**Excerpted text**
Exhibition dates: 11th May - 5th June 2010
.
Bees, books, bones… and biding (one’s) time, attaining the receptive state of being needed to contemplate this work.
This is a strong, beautiful installation by Pip Stokes at fortyfivedownstairs that rewards such a process.
What is memorable about the work is the physicality, the textures: the sound of the bees; the Beuy-esque yellowness and presence of the beeswax blocks; the liquidness of the honey in the bowl atop the beehives; the incinerated bones, books and personal photographs; the tain-less mirrors, the books dipped in beeswax; the votive offering of poems placed into the beehive re-inscribed by the bees themselves – and above all the luscious, warm smell of beeswax that fills the gallery (echoing Beuys concept of warmth, to extend beyond the material to encompass what he described as ‘spiritual warmth or the beginning of an evolution’).

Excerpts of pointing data
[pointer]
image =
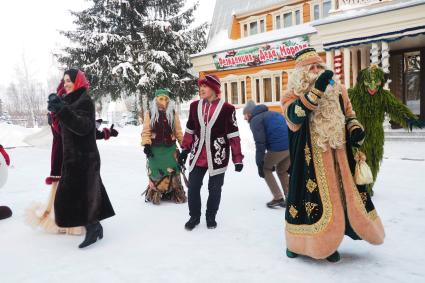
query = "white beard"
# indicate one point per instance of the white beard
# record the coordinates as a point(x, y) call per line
point(328, 121)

**Short task A**
Return, word for word, the stretch of the exhibition review that opens with the words containing "What is memorable" and closes with "of an evolution’).".
**Short task B**
According to the exhibition review, how does the smell of beeswax in the gallery echo Beuys?
**Short task C**
Does the exhibition review support each statement? Answer yes or no and quote the deciding words. (i) The exhibition ran from 11th May to 5th June 2010. (ii) Poems placed into the beehive were re-inscribed by the bees. (iii) The installation includes mirrors with a tain.
Rely only on the exhibition review when answering.

**Full solution A**
What is memorable about the work is the physicality, the textures: the sound of the bees; the Beuy-esque yellowness and presence of the beeswax blocks; the liquidness of the honey in the bowl atop the beehives; the incinerated bones, books and personal photographs; the tain-less mirrors, the books dipped in beeswax; the votive offering of poems placed into the beehive re-inscribed by the bees themselves – and above all the luscious, warm smell of beeswax that fills the gallery (echoing Beuys concept of warmth, to extend beyond the material to encompass what he described as ‘spiritual warmth or the beginning of an evolution’).

**Full solution B**
The warm smell of beeswax echoes Beuys's concept of warmth, which extends beyond the material to what he described as "spiritual warmth or the beginning of an evolution."

**Full solution C**
(i) Yes: "Exhibition dates: 11th May - 5th June 2010"
(ii) Yes: "the votive offering of poems placed into the beehive re-inscribed by the bees themselves"
(iii) No: "the tain-less mirrors"